**Exercise objective**
Output every record word for word.

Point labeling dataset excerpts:

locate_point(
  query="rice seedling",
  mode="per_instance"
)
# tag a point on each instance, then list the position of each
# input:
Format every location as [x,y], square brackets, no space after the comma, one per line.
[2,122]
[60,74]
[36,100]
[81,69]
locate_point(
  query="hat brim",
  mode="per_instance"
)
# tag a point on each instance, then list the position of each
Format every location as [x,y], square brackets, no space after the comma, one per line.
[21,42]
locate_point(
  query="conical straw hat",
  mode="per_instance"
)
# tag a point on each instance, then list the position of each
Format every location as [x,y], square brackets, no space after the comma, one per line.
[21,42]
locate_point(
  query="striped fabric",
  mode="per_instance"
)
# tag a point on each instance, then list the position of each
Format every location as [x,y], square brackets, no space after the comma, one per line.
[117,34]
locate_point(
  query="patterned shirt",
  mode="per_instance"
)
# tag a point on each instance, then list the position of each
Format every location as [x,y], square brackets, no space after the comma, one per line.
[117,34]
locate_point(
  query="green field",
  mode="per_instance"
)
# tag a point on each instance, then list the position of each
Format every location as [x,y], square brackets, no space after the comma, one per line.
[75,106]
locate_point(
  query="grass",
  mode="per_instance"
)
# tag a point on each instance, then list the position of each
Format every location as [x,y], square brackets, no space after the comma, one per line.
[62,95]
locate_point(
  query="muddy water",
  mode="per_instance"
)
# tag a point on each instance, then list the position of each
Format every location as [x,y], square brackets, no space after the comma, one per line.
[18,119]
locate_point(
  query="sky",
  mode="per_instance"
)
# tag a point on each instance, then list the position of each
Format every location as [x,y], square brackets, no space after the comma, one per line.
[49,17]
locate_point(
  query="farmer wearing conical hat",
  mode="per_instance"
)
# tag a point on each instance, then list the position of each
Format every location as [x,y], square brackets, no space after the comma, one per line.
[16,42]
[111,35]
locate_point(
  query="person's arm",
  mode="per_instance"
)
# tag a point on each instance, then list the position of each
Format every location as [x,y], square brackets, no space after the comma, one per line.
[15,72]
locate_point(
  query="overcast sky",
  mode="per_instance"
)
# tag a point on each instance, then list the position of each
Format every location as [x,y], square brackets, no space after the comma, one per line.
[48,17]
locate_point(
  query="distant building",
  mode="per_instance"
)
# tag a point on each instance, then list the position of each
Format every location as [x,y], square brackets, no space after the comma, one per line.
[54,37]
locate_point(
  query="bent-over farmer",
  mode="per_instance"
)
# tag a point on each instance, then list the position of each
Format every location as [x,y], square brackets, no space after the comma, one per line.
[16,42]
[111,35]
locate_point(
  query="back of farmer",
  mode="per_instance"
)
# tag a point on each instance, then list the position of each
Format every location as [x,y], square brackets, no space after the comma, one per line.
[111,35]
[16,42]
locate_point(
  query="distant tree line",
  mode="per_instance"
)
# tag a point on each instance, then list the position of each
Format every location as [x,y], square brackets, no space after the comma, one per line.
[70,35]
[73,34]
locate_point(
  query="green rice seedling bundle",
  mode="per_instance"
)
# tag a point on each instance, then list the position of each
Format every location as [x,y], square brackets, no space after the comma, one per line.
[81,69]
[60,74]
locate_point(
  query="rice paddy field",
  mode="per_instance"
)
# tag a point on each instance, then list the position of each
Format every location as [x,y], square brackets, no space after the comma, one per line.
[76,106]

**Solution to the problem**
locate_point(
  query="rice seedling",
  mode="per_instance"
)
# tag a point on each instance, then list the position of each
# input:
Format every location as [x,y], square brackets, no space after the comma, one per line.
[2,122]
[60,74]
[36,100]
[81,69]
locate_point(
  query="hat brim",
  mode="per_instance"
)
# tag a point on each instance, then list the position of each
Format every location as [x,y], square brackets, no space after the comma, one per line.
[21,42]
locate_point(
  query="conical straw hat",
  mode="per_instance"
)
# tag a point on each instance, then list the position of each
Format every location as [x,y], square brackets, no space after the comma, one per line.
[21,42]
locate_point(
  query="striped fabric",
  mode="per_instance"
)
# tag a point on each instance, then list the position of each
Format every location as [x,y], square brackets, no space after the comma, one per line.
[117,34]
locate_point(
  query="patterned shirt",
  mode="per_instance"
)
# tag a point on each instance, then list the position of each
Format every location as [x,y], square brackets, no space after the comma, one per line.
[117,34]
locate_point(
  query="green field",
  mode="per_instance"
)
# tag a point on each instance, then list the position of each
Format every location as [x,y], square brackets, no space after the comma, one per line.
[75,106]
locate_point(
  query="grass",
  mode="per_instance"
)
# tag a point on each instance, then list the position of each
Format every location as [x,y], square brackets, no space after the comma, one per line.
[62,95]
locate_point(
  query="muddy water",
  mode="per_instance"
)
# tag a point on each instance, then list the position of each
Format every location as [x,y], square brackets, no space after the comma, one per line.
[18,119]
locate_point(
  query="sky",
  mode="per_instance"
)
# tag a point on each instance, then list the position of each
Format every location as [x,y], square brackets, no space after the comma, one per line.
[49,17]
locate_point(
  query="farmer wearing conical hat",
  mode="per_instance"
)
# tag a point on each instance, then list the position of each
Format every location as [x,y], square brackets, no space after the comma, one per line.
[16,42]
[111,35]
locate_point(
  query="person's arm",
  mode="per_instance"
)
# tag a point on each instance, then list the position of each
Format every location as [x,y], square brackets, no space after the comma, one per line.
[15,72]
locate_point(
  query="overcast sky",
  mode="per_instance"
)
# tag a point on each instance, then list the position of each
Format every location as [x,y], square brackets, no space after the comma, one per line.
[48,17]
locate_point(
  query="distant building",
  mode="per_instance"
)
# tag a point on each instance, then list the position of each
Format every location as [x,y], square brackets, no space after the comma, one per line.
[54,37]
locate_point(
  query="bent-over farmer",
  mode="per_instance"
)
# tag a point on each instance, then list the position of each
Format every location as [x,y], square brackets, no space after the comma, one per line.
[16,42]
[111,35]
locate_point(
  query="back of farmer",
  mode="per_instance"
)
# tag a point on each instance, then list the position of each
Format every location as [x,y], square brackets, no space after the comma, one per line.
[111,35]
[16,42]
locate_point(
  query="distant tree line",
  mode="per_instance"
)
# tag a point on each instance, then list the position of each
Format every location as [x,y], square brackets, no space after the comma, one per line.
[70,35]
[73,34]
locate_point(
  query="green rice seedling bundle",
  mode="per_instance"
)
# tag a point on each instance, then list the position of each
Format every location as [x,y], square brackets, no space after the comma, one per line.
[81,69]
[60,74]
locate_point(
  query="rice paddy field",
  mode="per_instance"
)
# tag a point on each instance, then list the position of each
Format every location as [x,y], square brackets, no space after the comma, one per line.
[76,106]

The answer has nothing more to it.